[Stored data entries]
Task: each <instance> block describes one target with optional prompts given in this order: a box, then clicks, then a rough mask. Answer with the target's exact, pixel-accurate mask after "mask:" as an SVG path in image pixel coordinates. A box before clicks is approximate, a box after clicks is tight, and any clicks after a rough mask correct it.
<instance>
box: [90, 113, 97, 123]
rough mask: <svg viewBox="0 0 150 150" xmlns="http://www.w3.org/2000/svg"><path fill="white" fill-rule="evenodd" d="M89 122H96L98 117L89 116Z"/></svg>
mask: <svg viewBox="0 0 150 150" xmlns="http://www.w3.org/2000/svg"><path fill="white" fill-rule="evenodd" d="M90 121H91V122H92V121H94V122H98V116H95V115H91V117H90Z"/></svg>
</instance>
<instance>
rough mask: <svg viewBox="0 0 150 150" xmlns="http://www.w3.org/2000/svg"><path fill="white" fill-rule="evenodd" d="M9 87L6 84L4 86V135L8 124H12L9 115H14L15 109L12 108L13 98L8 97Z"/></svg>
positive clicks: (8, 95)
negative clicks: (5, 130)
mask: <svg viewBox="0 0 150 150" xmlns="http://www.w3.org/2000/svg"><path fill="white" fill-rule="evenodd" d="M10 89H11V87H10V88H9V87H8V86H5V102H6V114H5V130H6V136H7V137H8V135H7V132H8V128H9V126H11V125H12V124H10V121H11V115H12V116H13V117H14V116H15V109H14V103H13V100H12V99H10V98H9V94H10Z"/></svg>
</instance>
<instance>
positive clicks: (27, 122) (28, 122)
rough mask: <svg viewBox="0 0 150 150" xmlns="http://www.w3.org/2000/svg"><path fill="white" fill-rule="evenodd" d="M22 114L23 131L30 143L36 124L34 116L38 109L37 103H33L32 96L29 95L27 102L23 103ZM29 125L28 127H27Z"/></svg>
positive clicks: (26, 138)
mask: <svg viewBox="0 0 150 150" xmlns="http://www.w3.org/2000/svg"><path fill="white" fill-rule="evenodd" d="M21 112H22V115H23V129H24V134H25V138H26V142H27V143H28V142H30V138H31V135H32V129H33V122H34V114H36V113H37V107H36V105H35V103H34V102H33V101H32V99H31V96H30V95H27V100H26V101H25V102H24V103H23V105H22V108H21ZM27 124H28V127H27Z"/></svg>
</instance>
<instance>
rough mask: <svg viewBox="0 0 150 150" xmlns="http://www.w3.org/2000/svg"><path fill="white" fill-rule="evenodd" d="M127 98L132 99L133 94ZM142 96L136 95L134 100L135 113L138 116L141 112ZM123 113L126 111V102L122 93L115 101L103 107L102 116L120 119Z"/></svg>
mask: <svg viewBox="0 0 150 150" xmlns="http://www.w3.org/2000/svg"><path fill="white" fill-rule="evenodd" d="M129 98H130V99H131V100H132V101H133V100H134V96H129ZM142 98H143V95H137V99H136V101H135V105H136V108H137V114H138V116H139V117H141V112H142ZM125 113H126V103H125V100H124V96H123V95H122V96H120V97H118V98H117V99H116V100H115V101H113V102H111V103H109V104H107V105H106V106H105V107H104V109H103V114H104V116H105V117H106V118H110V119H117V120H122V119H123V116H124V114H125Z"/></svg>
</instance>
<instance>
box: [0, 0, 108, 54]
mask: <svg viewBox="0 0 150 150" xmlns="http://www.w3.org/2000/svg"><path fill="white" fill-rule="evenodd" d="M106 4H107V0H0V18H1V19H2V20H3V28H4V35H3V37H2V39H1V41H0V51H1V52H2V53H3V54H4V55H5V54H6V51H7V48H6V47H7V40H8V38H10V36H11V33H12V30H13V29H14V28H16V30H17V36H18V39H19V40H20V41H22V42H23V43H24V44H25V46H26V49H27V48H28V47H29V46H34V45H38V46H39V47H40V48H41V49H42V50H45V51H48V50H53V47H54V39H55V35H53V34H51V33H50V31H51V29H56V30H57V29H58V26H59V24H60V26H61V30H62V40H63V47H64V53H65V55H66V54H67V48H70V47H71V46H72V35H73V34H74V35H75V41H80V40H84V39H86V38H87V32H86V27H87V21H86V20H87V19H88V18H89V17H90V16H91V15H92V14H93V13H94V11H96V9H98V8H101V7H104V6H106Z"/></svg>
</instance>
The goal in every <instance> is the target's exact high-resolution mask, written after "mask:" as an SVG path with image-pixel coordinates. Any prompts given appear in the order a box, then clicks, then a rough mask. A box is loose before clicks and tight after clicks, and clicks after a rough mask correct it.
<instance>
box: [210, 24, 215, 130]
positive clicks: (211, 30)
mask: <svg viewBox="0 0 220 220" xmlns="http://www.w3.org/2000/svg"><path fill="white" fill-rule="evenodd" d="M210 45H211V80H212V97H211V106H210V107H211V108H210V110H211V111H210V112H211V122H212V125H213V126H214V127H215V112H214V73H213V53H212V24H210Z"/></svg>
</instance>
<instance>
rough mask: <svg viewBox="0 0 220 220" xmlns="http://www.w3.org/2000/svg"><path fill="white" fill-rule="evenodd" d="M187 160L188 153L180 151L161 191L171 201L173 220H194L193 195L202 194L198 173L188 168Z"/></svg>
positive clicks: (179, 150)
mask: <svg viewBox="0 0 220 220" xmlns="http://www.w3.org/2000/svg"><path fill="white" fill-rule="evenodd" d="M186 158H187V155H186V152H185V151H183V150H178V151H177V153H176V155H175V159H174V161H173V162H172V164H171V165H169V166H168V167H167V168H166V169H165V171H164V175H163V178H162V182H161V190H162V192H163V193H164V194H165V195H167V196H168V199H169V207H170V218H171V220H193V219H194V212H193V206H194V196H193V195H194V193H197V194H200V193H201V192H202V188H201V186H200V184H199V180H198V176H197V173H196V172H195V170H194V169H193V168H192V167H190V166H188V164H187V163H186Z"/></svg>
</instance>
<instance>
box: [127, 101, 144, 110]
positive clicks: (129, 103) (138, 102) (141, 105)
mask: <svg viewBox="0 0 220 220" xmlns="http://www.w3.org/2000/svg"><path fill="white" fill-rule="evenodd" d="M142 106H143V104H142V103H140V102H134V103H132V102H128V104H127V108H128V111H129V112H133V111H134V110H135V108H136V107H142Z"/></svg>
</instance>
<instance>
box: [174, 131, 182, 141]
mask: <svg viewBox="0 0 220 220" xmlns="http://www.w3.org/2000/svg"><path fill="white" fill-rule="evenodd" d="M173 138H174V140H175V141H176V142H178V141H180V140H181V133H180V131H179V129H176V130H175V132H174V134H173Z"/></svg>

...

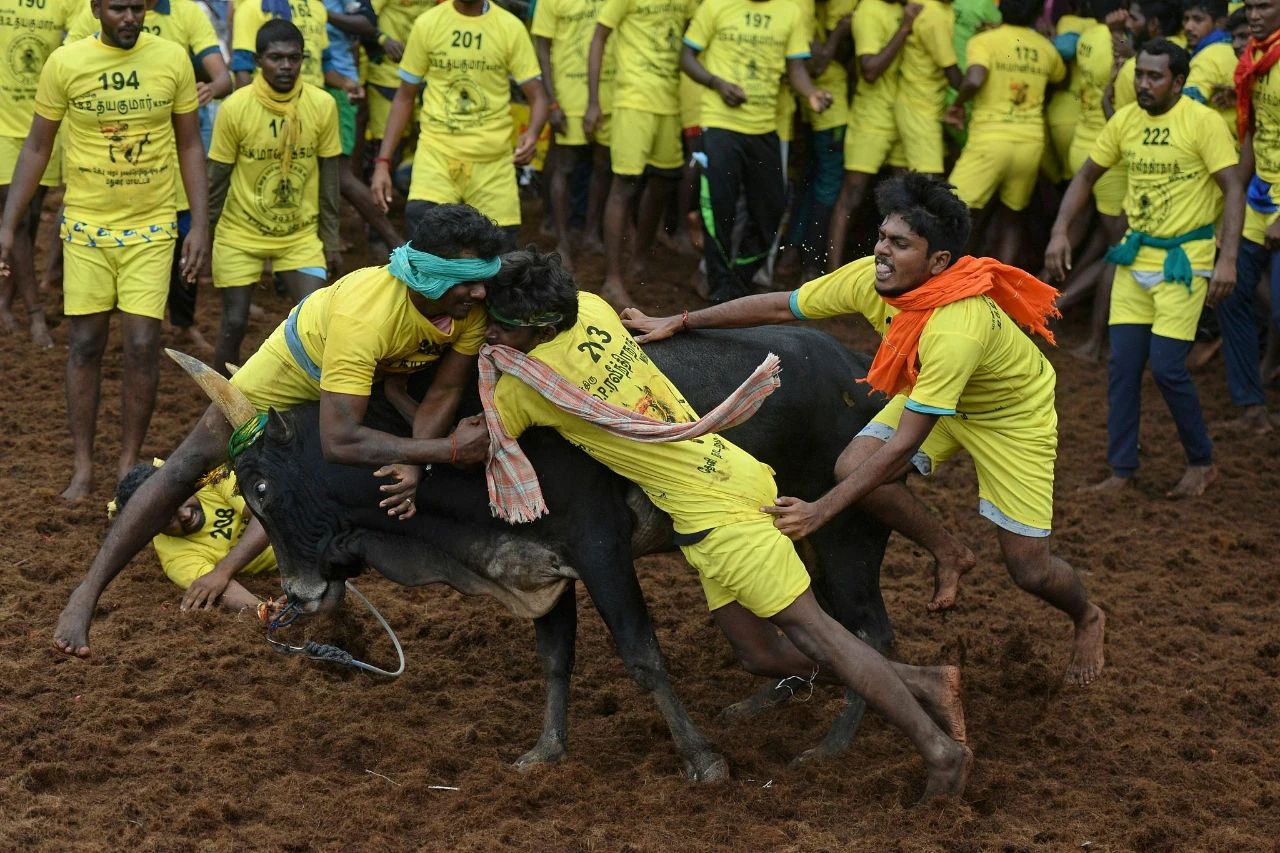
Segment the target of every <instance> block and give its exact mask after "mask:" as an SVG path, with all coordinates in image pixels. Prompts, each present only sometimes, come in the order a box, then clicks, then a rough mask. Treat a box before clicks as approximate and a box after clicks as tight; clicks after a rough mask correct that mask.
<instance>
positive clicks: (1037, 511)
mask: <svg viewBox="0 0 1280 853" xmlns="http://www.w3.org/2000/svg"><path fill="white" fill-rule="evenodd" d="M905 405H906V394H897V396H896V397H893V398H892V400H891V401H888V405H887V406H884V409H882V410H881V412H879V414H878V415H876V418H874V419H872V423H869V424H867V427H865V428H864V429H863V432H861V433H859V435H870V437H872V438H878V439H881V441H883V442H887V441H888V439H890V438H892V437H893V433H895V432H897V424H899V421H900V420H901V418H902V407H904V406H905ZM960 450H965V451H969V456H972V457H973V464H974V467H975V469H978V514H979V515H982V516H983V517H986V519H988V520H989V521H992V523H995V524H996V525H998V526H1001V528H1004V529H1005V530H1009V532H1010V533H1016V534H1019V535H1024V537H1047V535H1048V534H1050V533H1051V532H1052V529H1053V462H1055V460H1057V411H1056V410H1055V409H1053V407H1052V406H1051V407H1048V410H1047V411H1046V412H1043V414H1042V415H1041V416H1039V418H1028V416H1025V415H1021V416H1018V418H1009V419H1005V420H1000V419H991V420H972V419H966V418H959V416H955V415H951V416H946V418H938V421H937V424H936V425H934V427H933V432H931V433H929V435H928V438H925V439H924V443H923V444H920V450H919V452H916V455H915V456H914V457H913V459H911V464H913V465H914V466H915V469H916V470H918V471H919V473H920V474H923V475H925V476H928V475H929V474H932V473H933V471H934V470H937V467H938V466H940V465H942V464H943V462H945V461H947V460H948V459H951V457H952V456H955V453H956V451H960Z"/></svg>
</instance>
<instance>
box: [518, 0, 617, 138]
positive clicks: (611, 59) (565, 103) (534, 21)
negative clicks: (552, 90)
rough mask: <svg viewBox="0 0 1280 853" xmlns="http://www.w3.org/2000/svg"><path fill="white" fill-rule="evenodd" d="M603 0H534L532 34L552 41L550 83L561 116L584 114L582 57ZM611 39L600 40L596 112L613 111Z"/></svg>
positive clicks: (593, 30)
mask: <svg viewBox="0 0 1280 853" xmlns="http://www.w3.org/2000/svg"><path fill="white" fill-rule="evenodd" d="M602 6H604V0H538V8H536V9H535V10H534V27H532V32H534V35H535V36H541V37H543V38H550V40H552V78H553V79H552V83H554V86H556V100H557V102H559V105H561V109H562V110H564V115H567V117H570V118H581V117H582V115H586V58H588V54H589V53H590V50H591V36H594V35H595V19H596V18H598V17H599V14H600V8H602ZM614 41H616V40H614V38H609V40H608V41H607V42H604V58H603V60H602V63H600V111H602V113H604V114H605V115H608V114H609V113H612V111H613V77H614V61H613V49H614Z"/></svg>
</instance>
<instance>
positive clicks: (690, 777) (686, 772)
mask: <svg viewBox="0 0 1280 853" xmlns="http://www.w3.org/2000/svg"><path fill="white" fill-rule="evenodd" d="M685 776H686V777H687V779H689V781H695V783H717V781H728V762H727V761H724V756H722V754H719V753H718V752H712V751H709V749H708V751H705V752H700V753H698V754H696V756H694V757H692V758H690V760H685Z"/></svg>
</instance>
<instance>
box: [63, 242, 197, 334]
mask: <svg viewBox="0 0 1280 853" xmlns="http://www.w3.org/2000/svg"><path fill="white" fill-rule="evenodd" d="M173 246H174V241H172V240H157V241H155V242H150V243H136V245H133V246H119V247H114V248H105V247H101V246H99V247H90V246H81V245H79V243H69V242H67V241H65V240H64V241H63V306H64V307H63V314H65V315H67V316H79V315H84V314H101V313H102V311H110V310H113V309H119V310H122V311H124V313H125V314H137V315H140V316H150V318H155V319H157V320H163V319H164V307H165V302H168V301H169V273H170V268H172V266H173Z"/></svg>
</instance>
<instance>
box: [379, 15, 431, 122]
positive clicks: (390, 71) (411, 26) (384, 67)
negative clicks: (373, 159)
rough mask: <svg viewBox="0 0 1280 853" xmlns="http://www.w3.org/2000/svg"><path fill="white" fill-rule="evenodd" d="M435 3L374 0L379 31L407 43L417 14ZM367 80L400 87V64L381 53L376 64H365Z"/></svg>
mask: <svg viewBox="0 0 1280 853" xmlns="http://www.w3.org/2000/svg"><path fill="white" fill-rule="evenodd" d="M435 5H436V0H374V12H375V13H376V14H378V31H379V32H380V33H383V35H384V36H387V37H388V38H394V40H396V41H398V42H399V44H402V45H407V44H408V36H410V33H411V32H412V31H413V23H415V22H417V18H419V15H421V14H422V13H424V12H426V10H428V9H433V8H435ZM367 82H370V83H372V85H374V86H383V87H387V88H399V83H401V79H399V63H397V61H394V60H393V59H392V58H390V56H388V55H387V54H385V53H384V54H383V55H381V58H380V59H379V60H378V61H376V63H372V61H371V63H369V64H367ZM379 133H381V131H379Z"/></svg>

* **REQUIREMENT**
Report every line of the entries that carries the word "order".

* **OUTPUT**
Task: each <instance> block describes one target with optional prompts given in this order: a box, then clicks, then a rough mask. Answer with the target's exact, pixel-accurate mask after "mask:" as an SVG path in image pixel coordinates. A box before clicks is approximate, a box after clicks is tight, and any clicks after a rough mask correct it.
The goal in every <instance> is the target's exact high-resolution mask, written after "mask:" as an SVG path with image-pixel coordinates. Any prompts given appear in the order a box, then clicks, then a rough mask. A box is loose before clicks and tight after clicks, and clicks after a rough mask correct it.
Segment the target of every <instance> block and give its exact mask after "mask:" as an SVG path, with all coordinates in image pixels. Prompts, each present only sometimes, come in the order a box, then clicks, then a rough mask. Treat a box before clicks as approximate and a box after clicks as tight; clicks after a rough mask correct that mask.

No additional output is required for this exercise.